- WHAT YOU WILL DO
Copy out the material word for word, from its first line through the line containing "Please outline every instance of the woman's shoulder.", including both.

- RECORDS SHOWN
§ §

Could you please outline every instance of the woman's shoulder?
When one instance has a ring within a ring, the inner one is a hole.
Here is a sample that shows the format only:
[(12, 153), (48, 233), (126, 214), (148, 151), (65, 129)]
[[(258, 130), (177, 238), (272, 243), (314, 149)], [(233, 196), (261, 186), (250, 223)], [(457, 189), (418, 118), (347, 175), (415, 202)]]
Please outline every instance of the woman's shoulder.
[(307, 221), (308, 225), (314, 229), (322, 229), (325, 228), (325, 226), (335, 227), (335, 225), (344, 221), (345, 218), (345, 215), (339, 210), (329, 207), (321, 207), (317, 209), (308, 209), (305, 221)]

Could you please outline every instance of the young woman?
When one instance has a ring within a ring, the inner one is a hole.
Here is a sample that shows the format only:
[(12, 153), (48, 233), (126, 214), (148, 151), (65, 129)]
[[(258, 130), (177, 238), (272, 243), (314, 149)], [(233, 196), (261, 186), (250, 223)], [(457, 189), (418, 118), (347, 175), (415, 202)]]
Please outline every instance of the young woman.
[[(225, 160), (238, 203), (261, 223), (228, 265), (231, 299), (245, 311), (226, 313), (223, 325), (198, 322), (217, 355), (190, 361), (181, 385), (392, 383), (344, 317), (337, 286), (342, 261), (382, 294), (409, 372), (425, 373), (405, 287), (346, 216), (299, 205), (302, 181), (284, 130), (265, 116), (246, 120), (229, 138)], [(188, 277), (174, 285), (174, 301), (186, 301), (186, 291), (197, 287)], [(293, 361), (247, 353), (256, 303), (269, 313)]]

§ §

- THE COMPLETED TASK
Could you please outline every instance of the woman's shoulder?
When one instance has a ring within a ring, the inner one is a hole.
Here is a sample that shows the format only:
[(12, 153), (48, 233), (126, 214), (148, 151), (65, 129)]
[[(258, 130), (177, 238), (272, 243), (314, 149)], [(233, 196), (261, 186), (250, 223)], [(457, 189), (418, 118), (347, 175), (415, 202)]]
Please outline every instance of the woman's shoulder.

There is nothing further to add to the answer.